■ Supplied information

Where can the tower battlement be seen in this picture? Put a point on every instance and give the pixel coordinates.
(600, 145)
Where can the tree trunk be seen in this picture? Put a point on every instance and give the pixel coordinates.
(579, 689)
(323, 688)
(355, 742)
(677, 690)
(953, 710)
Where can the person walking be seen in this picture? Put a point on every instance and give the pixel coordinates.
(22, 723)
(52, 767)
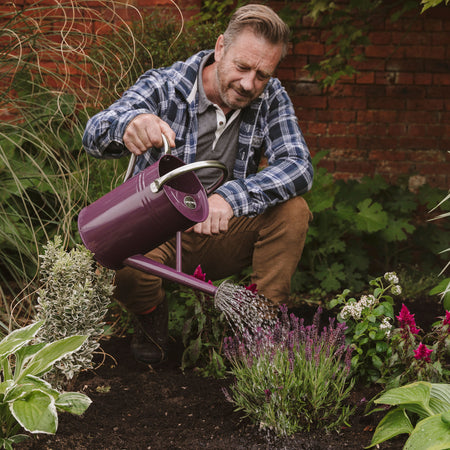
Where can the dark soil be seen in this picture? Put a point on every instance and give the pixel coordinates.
(137, 407)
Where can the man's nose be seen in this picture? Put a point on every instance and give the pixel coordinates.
(248, 81)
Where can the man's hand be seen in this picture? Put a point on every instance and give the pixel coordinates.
(145, 131)
(220, 213)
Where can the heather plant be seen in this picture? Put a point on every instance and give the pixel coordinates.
(369, 323)
(415, 357)
(73, 300)
(421, 410)
(293, 377)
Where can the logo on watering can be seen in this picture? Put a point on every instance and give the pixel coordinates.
(189, 202)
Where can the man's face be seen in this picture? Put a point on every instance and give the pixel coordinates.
(244, 69)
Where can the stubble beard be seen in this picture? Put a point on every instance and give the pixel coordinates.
(226, 90)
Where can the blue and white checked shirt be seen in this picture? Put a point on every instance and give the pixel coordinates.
(269, 126)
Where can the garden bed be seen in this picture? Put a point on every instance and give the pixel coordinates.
(135, 407)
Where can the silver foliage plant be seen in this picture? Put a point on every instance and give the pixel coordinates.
(73, 300)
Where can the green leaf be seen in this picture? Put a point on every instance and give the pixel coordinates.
(73, 402)
(28, 385)
(397, 230)
(395, 422)
(43, 360)
(440, 397)
(370, 216)
(36, 412)
(429, 434)
(376, 361)
(413, 397)
(17, 339)
(360, 328)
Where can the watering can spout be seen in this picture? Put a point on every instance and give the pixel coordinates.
(141, 262)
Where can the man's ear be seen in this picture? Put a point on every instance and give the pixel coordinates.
(219, 49)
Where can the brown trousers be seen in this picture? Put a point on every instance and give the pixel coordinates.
(272, 243)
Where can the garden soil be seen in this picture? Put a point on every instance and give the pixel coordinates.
(139, 407)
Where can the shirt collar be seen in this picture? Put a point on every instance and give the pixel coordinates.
(203, 102)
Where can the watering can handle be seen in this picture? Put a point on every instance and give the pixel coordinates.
(157, 184)
(132, 161)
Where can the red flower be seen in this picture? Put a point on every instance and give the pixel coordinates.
(406, 319)
(423, 353)
(447, 318)
(199, 274)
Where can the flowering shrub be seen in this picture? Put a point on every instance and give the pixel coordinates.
(292, 378)
(368, 322)
(415, 357)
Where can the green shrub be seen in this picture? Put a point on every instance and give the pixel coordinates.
(73, 300)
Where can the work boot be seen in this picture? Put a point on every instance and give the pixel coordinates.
(150, 340)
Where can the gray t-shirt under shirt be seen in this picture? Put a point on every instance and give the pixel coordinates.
(217, 133)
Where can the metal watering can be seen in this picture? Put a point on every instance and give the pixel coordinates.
(146, 211)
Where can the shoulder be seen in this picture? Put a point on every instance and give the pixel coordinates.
(181, 75)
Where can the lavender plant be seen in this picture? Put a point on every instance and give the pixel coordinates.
(292, 378)
(369, 323)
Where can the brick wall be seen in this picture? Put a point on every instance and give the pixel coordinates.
(393, 118)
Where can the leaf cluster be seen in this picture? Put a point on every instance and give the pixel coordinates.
(421, 410)
(73, 300)
(362, 227)
(203, 331)
(27, 401)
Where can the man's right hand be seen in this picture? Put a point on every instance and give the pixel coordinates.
(145, 131)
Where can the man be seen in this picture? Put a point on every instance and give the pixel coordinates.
(223, 105)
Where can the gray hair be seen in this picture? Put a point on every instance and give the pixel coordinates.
(263, 21)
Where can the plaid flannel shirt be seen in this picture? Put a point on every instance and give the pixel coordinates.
(269, 127)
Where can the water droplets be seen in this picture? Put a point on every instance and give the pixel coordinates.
(244, 309)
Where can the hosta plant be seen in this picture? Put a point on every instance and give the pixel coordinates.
(292, 378)
(420, 409)
(27, 401)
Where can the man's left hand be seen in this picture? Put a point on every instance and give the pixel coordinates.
(220, 213)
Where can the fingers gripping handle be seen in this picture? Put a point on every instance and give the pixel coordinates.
(132, 161)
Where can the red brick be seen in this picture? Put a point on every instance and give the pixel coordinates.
(337, 142)
(441, 79)
(365, 78)
(428, 104)
(347, 103)
(337, 129)
(381, 116)
(343, 116)
(309, 48)
(423, 78)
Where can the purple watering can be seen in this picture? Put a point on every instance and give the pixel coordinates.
(146, 211)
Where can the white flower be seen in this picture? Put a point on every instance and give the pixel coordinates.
(386, 325)
(396, 290)
(391, 277)
(366, 301)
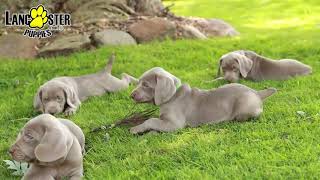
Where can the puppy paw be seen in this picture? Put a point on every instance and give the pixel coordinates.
(129, 78)
(136, 130)
(70, 111)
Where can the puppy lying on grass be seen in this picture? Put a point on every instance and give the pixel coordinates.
(64, 94)
(249, 65)
(54, 148)
(183, 106)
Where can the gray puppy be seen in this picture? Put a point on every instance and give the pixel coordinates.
(64, 94)
(249, 65)
(185, 106)
(53, 147)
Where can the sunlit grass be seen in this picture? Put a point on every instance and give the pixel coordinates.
(281, 144)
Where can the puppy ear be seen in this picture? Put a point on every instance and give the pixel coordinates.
(164, 89)
(37, 102)
(54, 143)
(245, 64)
(71, 97)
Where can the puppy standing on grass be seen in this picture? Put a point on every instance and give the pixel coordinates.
(64, 94)
(249, 65)
(54, 148)
(191, 107)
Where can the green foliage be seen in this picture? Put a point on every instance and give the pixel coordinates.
(282, 143)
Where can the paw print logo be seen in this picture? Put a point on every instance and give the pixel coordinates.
(39, 17)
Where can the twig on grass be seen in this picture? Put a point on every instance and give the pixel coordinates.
(133, 118)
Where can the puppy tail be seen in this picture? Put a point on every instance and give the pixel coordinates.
(108, 67)
(266, 93)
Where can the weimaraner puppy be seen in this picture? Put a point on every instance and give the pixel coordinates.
(185, 106)
(249, 65)
(65, 94)
(53, 147)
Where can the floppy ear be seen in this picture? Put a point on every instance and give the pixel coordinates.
(53, 145)
(71, 97)
(164, 89)
(245, 64)
(37, 102)
(219, 68)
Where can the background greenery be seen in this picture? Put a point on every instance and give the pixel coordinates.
(280, 144)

■ Exercise objective
Where an entry holds an image, drop the image and copy the remaining text exactly.

■ Result
Where can the tower battlement be seen in this picture? Put a point on every instance and give the pixel coordinates.
(600, 145)
Where can the tree trunk be seen in this picture? Put a point on every instance and give the pixel coordinates.
(579, 689)
(323, 688)
(355, 742)
(677, 690)
(953, 710)
Where can the person walking be seen in this picture? Put a point on every instance and give the pixel coordinates.
(22, 723)
(52, 767)
Where can the dark soil be seen in this picture? Put a point on every instance and give the pixel coordinates.
(137, 407)
Where can the man's nose be seen in this picture? Put a point on every instance and give the pixel coordinates.
(248, 81)
Where can the man's hand be seen in this picture? Put a point on every instance and give the pixel coordinates.
(145, 131)
(220, 213)
Where can the heather plant be seen in this picture? Put a point on every instance and give the pixel coordinates.
(369, 323)
(415, 357)
(73, 300)
(421, 410)
(293, 377)
Where can the logo on watering can be seen in this picture? Put a point on every instance and give the pixel coordinates.
(189, 202)
Where can the man's face be seen in this picture? Put a point on every instance and give the pixel coordinates.
(244, 69)
Where can the stubble beard be seen in this picture? Put a point on every instance and give the pixel coordinates.
(226, 90)
Where can the blue and white checked shirt be seen in this picture? Put a point on every instance and give the pixel coordinates.
(269, 126)
Where can the garden bed be seen in this picture? Put a point on every instance and give the pixel coordinates.
(135, 407)
Where can the silver foliage plant be seen in this picture? Put a point on every instance and give the pixel coordinates.
(73, 300)
Where can the green leaf be seen in this picture? Put a point on every instance and give the pixel coordinates.
(73, 402)
(28, 385)
(397, 230)
(395, 422)
(43, 360)
(440, 397)
(370, 216)
(36, 412)
(429, 434)
(376, 361)
(413, 397)
(17, 339)
(360, 328)
Where can the watering can spout be seen in this picture? Put a point on every instance and give the pixel coordinates.
(141, 262)
Where can the man's ear be seen in this picture? Put a point on every instance and give the pixel coordinates.
(219, 49)
Where can the brown trousers be seen in this picture? Put a point on every instance and give the pixel coordinates.
(272, 243)
Where can the garden soil be seen in this picture? Put a point on every instance and give the pixel coordinates.
(139, 407)
Where can the shirt collar be seen in this picture? Put a point on every instance and give the pixel coordinates.
(203, 102)
Where can the watering can handle be seen in this picture? Put a point on every instance and give the pixel coordinates.
(157, 184)
(132, 161)
Where can the red flower be seen in this picture? Put a point on every instance and give the pixel coordinates.
(406, 319)
(423, 353)
(447, 318)
(199, 274)
Where can the flowering shrub be seen in this picture? Put a point on every instance and give the pixel coordinates.
(292, 378)
(368, 322)
(415, 357)
Where can the green shrub be seen in this picture? Put a point on every instance and give the pixel coordinates.
(73, 300)
Where can the work boot be seen in this picture? Put a point on every instance and give the pixel coordinates.
(150, 340)
Where can the gray t-shirt under shirt be seen in this picture? Put a point on every instance and give the pixel coordinates.
(217, 133)
Where can the metal watering can be seen in this picture? Put a point on every instance and give the pixel coordinates.
(146, 211)
Where can the shoulder be seen in this picture? Put a point on every instance and give the pixel coordinates.
(181, 75)
Where can the lavender plant be seen in this picture? Put a point on every instance and give the pixel coordinates.
(292, 378)
(369, 323)
Where can the brick wall be seen in this picture? Put a point on every instance and give the pixel coordinates.
(393, 118)
Where can the leaf cluster be seen in this picture? Put a point on every instance and give the pixel coordinates.
(421, 410)
(73, 300)
(362, 227)
(203, 331)
(27, 401)
Where can the man's right hand be seen in this picture? Put a point on every instance and give the pixel coordinates.
(145, 131)
Where can the man be seen in this picture? Put a point on every instance and give the pixel coordinates.
(223, 105)
Where can the gray hair be seen in this picture? Put a point on every instance and give the pixel coordinates.
(263, 21)
Where can the plaid flannel shirt be seen in this picture? Put a point on every instance and give the pixel coordinates.
(269, 127)
Where can the water droplets be seen in this picture? Put a point on every instance and give the pixel coordinates.
(244, 309)
Where can the hosta plant be seen in this picture? Put a point on every instance and give the pixel coordinates.
(292, 378)
(420, 409)
(27, 401)
Where can the man's left hand be seen in this picture? Put a point on every instance and give the pixel coordinates.
(220, 213)
Where can the fingers gripping handle be seen in this picture? Put a point on every instance and give the pixel coordinates.
(132, 161)
Where can the red brick be seen in this picture? Put a point on every instance and give the pixel coordinates.
(337, 142)
(441, 79)
(365, 78)
(428, 104)
(347, 103)
(337, 129)
(381, 116)
(343, 116)
(309, 48)
(423, 78)
Where can the purple watering can be seen in this picture? Put a point on every instance and give the pixel coordinates.
(146, 211)
Where can the white flower be seen in this picture? Put a point on every instance and give the pixel coordinates.
(386, 325)
(396, 290)
(391, 277)
(366, 301)
Where can the puppy paw be seen in this picture? Put a point on every instance and give the pixel coordinates.
(129, 78)
(136, 130)
(70, 111)
Where can the puppy lying on grass be seen in this picture? Put a point on every instance and give the pixel coordinates.
(64, 94)
(249, 65)
(54, 148)
(183, 106)
Where can the gray puppy be seen in this picture? Put a point on every instance and give the pixel coordinates.
(64, 94)
(249, 65)
(185, 106)
(53, 147)
Where can the sunlit grass be seen in this picture? Put a point on every instance and give the pixel coordinates.
(281, 144)
Where can the puppy ear be seen in this picture? Put a point on every instance and give the pixel coordinates.
(164, 89)
(37, 102)
(54, 143)
(245, 64)
(71, 97)
Where can the puppy standing on grass be seen in this picture? Put a point on every instance and give the pixel coordinates.
(64, 94)
(249, 65)
(54, 148)
(191, 107)
Where can the green foliage be seen in this picture? Put a point on every instance and give the pixel coordinates.
(282, 143)
Where can the paw print logo be seen in this picture? Put a point on every instance and give the pixel coordinates.
(39, 17)
Where can the twig on grass be seen in this picture? Put a point on every instance and give the pixel coordinates.
(133, 118)
Where can the puppy tail be seen in this picture? Put a point on every instance and give the pixel coordinates.
(108, 67)
(266, 93)
Where can the weimaraner puppy be seen in this picture? Put a point on every instance and give the pixel coordinates.
(185, 106)
(249, 65)
(65, 94)
(53, 147)
Where can the floppy ear be seen in this picture? Put a point on every instance and give the pixel coordinates.
(53, 145)
(71, 97)
(164, 89)
(245, 64)
(37, 102)
(219, 68)
Where can the background greenery be seen in this picture? Put a point on every instance and give the pixel coordinates.
(280, 144)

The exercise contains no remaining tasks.